Pull out the rows below word for word, starting at the line that contains "[locate] dark eyebrow (one dot each)" and continuing through the last row. Leave out the pictures.

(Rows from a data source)
● ● ● ● ● ● ●

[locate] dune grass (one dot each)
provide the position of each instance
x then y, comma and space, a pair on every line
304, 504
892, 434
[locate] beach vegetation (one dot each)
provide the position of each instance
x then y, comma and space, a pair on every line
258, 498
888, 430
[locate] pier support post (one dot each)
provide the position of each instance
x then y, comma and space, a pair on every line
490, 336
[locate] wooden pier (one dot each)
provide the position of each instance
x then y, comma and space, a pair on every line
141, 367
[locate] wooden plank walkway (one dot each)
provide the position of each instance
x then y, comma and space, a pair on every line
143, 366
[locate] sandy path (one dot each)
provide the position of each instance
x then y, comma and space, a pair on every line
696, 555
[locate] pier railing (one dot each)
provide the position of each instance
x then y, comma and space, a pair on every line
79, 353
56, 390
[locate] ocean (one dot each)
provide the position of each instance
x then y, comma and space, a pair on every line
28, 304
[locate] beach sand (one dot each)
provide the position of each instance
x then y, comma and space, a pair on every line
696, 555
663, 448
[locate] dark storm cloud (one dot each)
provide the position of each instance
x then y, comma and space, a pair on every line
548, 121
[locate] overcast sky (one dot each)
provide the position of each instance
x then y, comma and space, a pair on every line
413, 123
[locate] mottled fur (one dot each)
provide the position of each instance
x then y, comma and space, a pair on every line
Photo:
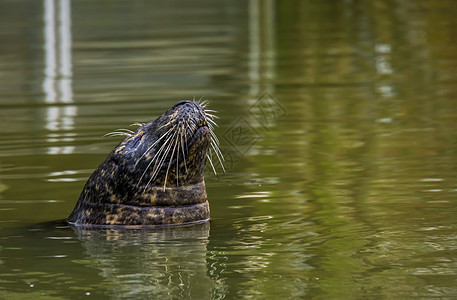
154, 176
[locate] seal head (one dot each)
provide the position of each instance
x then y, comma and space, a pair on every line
155, 176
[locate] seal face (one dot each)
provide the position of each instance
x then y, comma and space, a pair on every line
155, 176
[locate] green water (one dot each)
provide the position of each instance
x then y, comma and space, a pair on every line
338, 120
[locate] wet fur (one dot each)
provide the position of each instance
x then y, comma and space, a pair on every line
155, 175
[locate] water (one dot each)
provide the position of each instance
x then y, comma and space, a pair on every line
341, 178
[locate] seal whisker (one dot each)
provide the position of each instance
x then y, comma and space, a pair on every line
162, 158
153, 144
218, 152
154, 159
211, 163
182, 133
212, 123
117, 133
169, 165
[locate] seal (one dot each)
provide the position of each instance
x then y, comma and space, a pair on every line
155, 176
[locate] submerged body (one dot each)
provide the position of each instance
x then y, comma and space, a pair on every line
155, 176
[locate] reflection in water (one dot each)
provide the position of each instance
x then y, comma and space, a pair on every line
57, 82
152, 264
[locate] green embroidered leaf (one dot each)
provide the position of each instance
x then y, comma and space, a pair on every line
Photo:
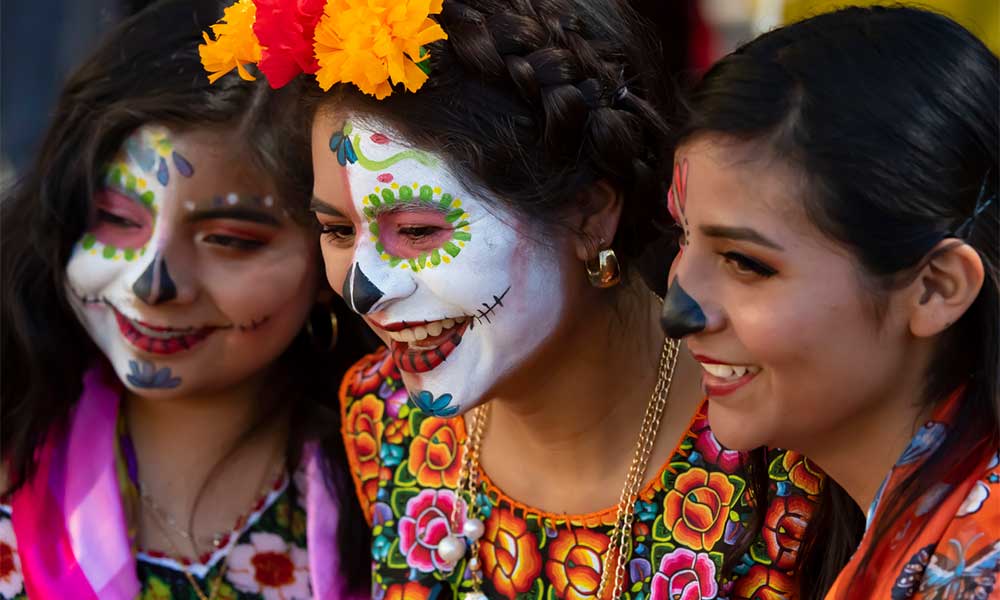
403, 476
658, 551
777, 470
395, 558
661, 533
399, 499
156, 589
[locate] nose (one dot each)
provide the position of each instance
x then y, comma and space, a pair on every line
359, 292
155, 285
681, 315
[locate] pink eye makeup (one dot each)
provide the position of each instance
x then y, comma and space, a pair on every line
416, 226
123, 217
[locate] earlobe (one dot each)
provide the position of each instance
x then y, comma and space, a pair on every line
601, 209
946, 287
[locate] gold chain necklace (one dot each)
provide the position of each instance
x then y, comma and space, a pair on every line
452, 548
163, 519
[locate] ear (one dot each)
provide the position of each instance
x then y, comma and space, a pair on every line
945, 287
601, 210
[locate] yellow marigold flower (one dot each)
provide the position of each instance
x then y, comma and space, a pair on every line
371, 43
234, 45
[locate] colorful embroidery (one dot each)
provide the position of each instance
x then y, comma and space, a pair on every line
405, 463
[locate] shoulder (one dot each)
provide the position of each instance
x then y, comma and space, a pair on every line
371, 396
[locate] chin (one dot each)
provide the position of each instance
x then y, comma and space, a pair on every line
734, 430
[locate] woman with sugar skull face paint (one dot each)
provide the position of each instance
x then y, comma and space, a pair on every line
838, 281
486, 177
167, 425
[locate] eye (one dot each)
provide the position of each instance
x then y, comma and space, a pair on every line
337, 233
111, 218
745, 266
233, 242
418, 232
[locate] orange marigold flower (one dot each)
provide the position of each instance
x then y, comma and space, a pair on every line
371, 43
234, 45
697, 509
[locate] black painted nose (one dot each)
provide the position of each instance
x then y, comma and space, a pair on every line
155, 286
681, 314
359, 292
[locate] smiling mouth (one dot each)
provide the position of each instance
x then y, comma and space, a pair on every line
420, 348
720, 379
160, 340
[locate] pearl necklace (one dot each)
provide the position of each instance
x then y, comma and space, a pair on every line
452, 548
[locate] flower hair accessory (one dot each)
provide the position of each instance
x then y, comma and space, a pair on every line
373, 44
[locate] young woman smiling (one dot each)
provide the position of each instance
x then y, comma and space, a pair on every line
167, 427
837, 191
528, 430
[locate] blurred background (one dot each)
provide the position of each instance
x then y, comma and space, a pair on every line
41, 41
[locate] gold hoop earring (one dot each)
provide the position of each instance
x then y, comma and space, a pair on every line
317, 337
603, 271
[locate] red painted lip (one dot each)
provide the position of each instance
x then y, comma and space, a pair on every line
423, 360
184, 340
715, 387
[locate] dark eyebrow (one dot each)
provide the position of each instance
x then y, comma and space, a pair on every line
321, 207
739, 233
237, 212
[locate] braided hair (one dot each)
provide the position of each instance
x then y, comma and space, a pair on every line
536, 100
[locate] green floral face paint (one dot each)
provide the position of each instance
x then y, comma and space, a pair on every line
461, 289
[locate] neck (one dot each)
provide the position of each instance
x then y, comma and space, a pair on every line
181, 442
860, 452
571, 418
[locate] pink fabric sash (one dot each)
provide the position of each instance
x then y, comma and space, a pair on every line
70, 521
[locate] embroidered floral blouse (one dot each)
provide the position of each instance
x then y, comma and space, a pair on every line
946, 546
406, 467
267, 560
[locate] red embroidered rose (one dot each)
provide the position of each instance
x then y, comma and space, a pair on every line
685, 575
425, 525
285, 32
509, 553
368, 379
729, 461
784, 528
575, 563
697, 509
762, 583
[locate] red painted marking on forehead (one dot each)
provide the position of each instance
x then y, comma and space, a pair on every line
677, 196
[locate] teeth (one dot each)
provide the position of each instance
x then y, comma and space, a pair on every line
730, 371
161, 335
422, 332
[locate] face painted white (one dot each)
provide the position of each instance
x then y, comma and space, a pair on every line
462, 290
189, 278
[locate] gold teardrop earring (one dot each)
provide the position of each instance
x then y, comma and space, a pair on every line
603, 270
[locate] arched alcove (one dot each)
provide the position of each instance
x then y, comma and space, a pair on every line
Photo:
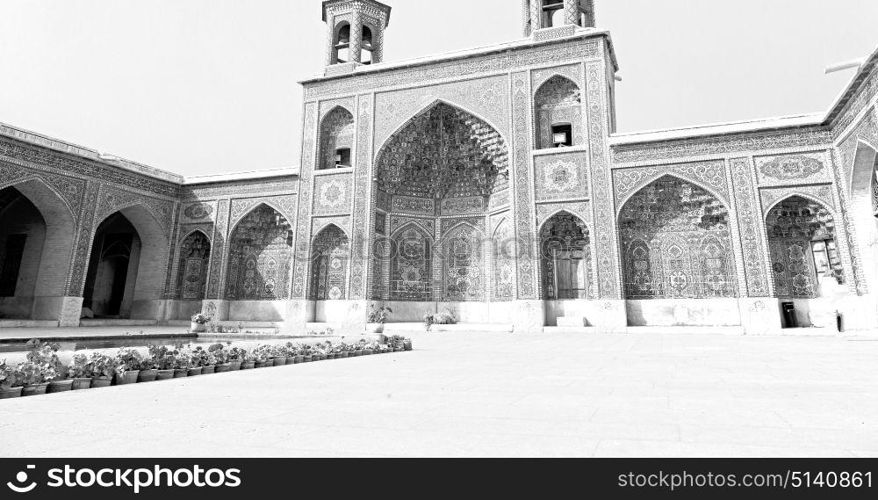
558, 113
260, 255
676, 243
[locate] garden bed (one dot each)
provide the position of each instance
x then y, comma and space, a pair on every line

● ● ● ● ● ● ●

▶ SOLUTION FOR THIS TASK:
[locate] dark eyebrow (one dot each)
provide the position of each instance
x then y, comma and space, a pair on every line
321, 207
739, 233
237, 212
[locate] braided hair (one dot each)
provide the position of each instance
x then y, comma and space, a pair on every line
536, 100
[locate] green floral face paint (one dot each)
provide the position of each instance
x then y, comma and space, a pair on every line
461, 289
[locate] neck (one dot each)
provide the position of each instance
x then y, comma and space, a pair on every line
181, 442
860, 452
571, 418
[locate] pink fabric sash (one dot each)
provide the position of each instance
x then y, comma and space, a pair on every line
70, 521
[locate] embroidered floral blouse (one dot each)
provide the position of each instance
x then y, comma and space, a pair on every line
946, 546
406, 467
267, 560
[locate] red embroidered rose (one dot each)
provide the position of each instance
x then y, comma and space, a pair on every line
685, 575
425, 525
285, 32
509, 553
368, 379
729, 461
784, 528
575, 563
697, 509
762, 583
[locate] red painted marking on forehead (one dot each)
provide the position of each instance
x then y, comma and space, a pair on every line
677, 196
[locate] teeth (one dot each)
provide the position of each instance
x then y, comma and space, a pair on every line
730, 371
161, 335
422, 332
[locate] face painted white (one dot each)
provide the position of each instance
x then y, comma and space, a pair on every line
462, 290
189, 278
[locate] gold teardrop earring (one dot each)
provide the position of each instance
x then y, comma and space, a pair on every line
603, 270
[locate] arched alcove (one dot each)
provide the position of each instance
x then y, comma and space, a pair on every line
Photo:
558, 113
260, 255
676, 243
[locate] garden bed (one dot each)
provide the position of each instance
x then y, comma and space, a pair on every line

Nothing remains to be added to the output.